──────── EXCERPTED DATA ────────

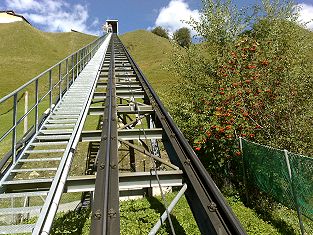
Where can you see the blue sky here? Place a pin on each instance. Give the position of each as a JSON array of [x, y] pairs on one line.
[[88, 16]]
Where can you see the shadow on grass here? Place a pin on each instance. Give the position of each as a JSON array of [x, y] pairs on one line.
[[159, 207]]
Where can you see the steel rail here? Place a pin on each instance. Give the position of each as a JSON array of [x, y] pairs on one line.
[[105, 212], [44, 222], [212, 213]]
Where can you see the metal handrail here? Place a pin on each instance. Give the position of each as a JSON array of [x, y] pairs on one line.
[[74, 64]]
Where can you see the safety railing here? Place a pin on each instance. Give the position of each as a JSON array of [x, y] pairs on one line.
[[47, 89]]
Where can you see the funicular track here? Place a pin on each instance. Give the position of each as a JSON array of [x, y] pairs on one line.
[[136, 149]]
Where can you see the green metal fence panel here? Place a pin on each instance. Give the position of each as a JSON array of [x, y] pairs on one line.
[[286, 177]]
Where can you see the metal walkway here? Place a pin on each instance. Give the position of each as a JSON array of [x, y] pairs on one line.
[[136, 149], [53, 144]]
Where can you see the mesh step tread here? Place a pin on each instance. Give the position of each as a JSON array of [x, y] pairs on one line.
[[24, 194], [10, 182], [53, 137], [49, 143], [34, 169], [19, 210], [40, 159], [45, 151]]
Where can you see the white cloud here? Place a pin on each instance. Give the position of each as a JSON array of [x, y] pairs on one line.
[[56, 15], [306, 14], [175, 15]]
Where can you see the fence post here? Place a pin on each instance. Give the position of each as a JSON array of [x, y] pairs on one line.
[[293, 191], [244, 171], [25, 111]]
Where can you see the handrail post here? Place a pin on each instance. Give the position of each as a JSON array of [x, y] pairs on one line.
[[60, 82], [50, 90], [25, 111], [66, 64], [14, 128], [72, 69], [76, 65]]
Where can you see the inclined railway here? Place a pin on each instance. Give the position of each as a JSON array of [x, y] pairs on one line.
[[134, 148]]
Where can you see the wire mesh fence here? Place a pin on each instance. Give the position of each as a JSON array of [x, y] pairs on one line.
[[285, 177]]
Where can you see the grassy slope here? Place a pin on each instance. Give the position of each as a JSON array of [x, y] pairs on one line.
[[26, 51]]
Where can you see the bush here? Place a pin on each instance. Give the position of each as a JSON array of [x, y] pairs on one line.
[[160, 32], [182, 37]]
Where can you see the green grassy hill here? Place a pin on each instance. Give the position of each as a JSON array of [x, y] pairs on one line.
[[152, 54], [26, 51]]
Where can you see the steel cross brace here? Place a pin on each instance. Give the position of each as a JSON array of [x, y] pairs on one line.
[[105, 212]]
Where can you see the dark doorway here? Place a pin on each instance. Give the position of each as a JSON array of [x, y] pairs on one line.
[[114, 25]]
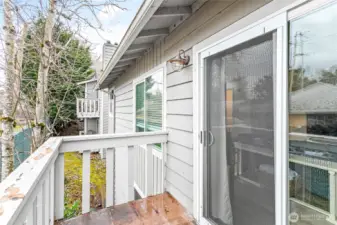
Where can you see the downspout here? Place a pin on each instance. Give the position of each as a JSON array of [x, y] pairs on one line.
[[114, 114]]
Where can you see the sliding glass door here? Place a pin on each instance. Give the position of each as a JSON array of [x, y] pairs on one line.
[[240, 128], [241, 159]]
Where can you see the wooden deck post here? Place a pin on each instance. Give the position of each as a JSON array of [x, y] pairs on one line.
[[110, 167], [86, 182], [149, 171], [332, 200], [59, 187], [131, 180]]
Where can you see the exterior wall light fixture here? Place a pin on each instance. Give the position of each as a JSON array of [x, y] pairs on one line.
[[179, 63]]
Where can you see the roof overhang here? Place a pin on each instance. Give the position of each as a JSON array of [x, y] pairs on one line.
[[87, 81], [152, 22]]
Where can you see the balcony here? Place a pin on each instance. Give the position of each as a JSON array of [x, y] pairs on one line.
[[34, 192], [87, 108]]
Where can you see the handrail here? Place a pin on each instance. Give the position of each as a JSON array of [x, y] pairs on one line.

────────

→ **YOUR INSTRUCTIONS**
Copy all of the material above word for word, leaving out the pictures.

→ **THE REPLY**
Where can you see the blue sky here? Place a pin on each instance. Give the position of each as a JSON array of [x, y] pairs on one line.
[[88, 16]]
Where can you see the shadow on grass here? Place a pin on each instance. Give the position of each as a JSON array of [x, y] pairs on one line.
[[159, 207]]
Where can you see the steel rail here? Place a pin on each instance. Give the position of each as a JSON array of [x, y] pairs on one line.
[[105, 212], [44, 222], [212, 213]]
Where can you see the metal handrail here? Place a pin on each instance. Give the position of each as a JSON array of [x, y] pairs on one line.
[[74, 64]]
Where can you see the safety railing here? Place a pin on each instance. Give the position of each as a JSON array of [x, y] pairs on one line.
[[47, 89]]
Where can you see the funicular track here? Place a pin on each instance. Give the position of each as a JSON array of [x, y] pairs on one line.
[[136, 149]]
Where can you see the green metal fence panel here? Place a pin on each instance. Give the position of each as a JSON array of [x, y] pairs on one line.
[[286, 177]]
Where can you see the metal walkway here? Place a pin on each instance. Give the position of each as a JSON array of [x, y] pairs on one line.
[[136, 149], [53, 144]]
Where can you see the mesh step tread here? Place a pin on each instance. Give the position of each as a JSON array of [x, y] pairs on one line.
[[24, 194], [10, 182], [53, 137], [49, 143], [34, 169], [19, 210], [40, 159], [45, 151]]
Where can you see the white cloud here? Place a pin on each instance. Give the position of each as a JSON array of [x, y] pairs on one line.
[[56, 15], [306, 14], [175, 15]]
Where can you see the fence post here? Place a pin on each instance. Give the position of each as a JSON array of [x, y] pairs on one line.
[[293, 191], [244, 171], [25, 111]]
Where can you see the handrail post here? Place a pin on each instance. Give the position of each as a JSON array of [x, y] pairs on one line.
[[60, 82], [50, 90], [25, 111], [66, 64], [14, 128], [72, 69], [76, 65]]
Where can you see the inclined railway here? Place a pin on each instance. Give the position of each as a JSON array of [x, y] pairs on one line.
[[134, 148]]
Where can you see the wire mesh fence here? Place a pin on each instance. Give the position of each as a JSON array of [x, y] pairs on one line.
[[285, 177]]
Where can you see the grassy slope here? Place a pin on each instance. Give the position of each as a JSON array of [x, y] pairs on one line.
[[26, 51]]
Where can you see the bush here? Place a pin on each instance. Give the position of each as a JSON array of [x, y] pairs on one line.
[[160, 32], [182, 37]]
Where can you see the green grassy hill here? Place a pin on each instance. Give the position of each as a JSON array of [x, y] pairs on one line.
[[152, 54], [26, 51]]
Where can you see the steel cross brace here? Place a pin on each instance. Give the position of each as a JSON array of [x, y] pairs on one line.
[[105, 212]]
Where can you see the dark doorway here? Place a pin on each instance. Give the position of each as a JSON array of [x, y] pairs on one line.
[[114, 25]]
Where can you see the downspout here? Place a pin on each instance. Give the position of each as a JSON array of [x, y] pairs on one line.
[[114, 114]]
Where can you see the sliding glass door here? Place a pin on each instance. Give the position of each as a JSON array of [x, y] pairs on one line.
[[240, 128], [241, 159]]
Where can you see the wooden deck post here? Place a pin on each instance. Give the position of each as a JSON array of [x, y] pairs on one line.
[[110, 167], [86, 182], [149, 171], [332, 200], [59, 187], [131, 180]]
Where can you see the exterior wall light fixture here? Place a pin on each instance. Give the position of each as a JSON array of [x, y] pairs on one line.
[[179, 63]]
Where can you see the roof overhang here? Place a pin on each instance. Give the position of each as a JSON array of [x, y] pairs on one line.
[[87, 81], [152, 22]]
Where can you see the balcony here? Place a pin on each instance. Give the position of each as a JSON array of [x, y] pairs on one line.
[[34, 192], [87, 108]]
Where can you see the handrail here? Place a pin on each instance. Give the position of each as a JSON array of [x, y] pairs on one line.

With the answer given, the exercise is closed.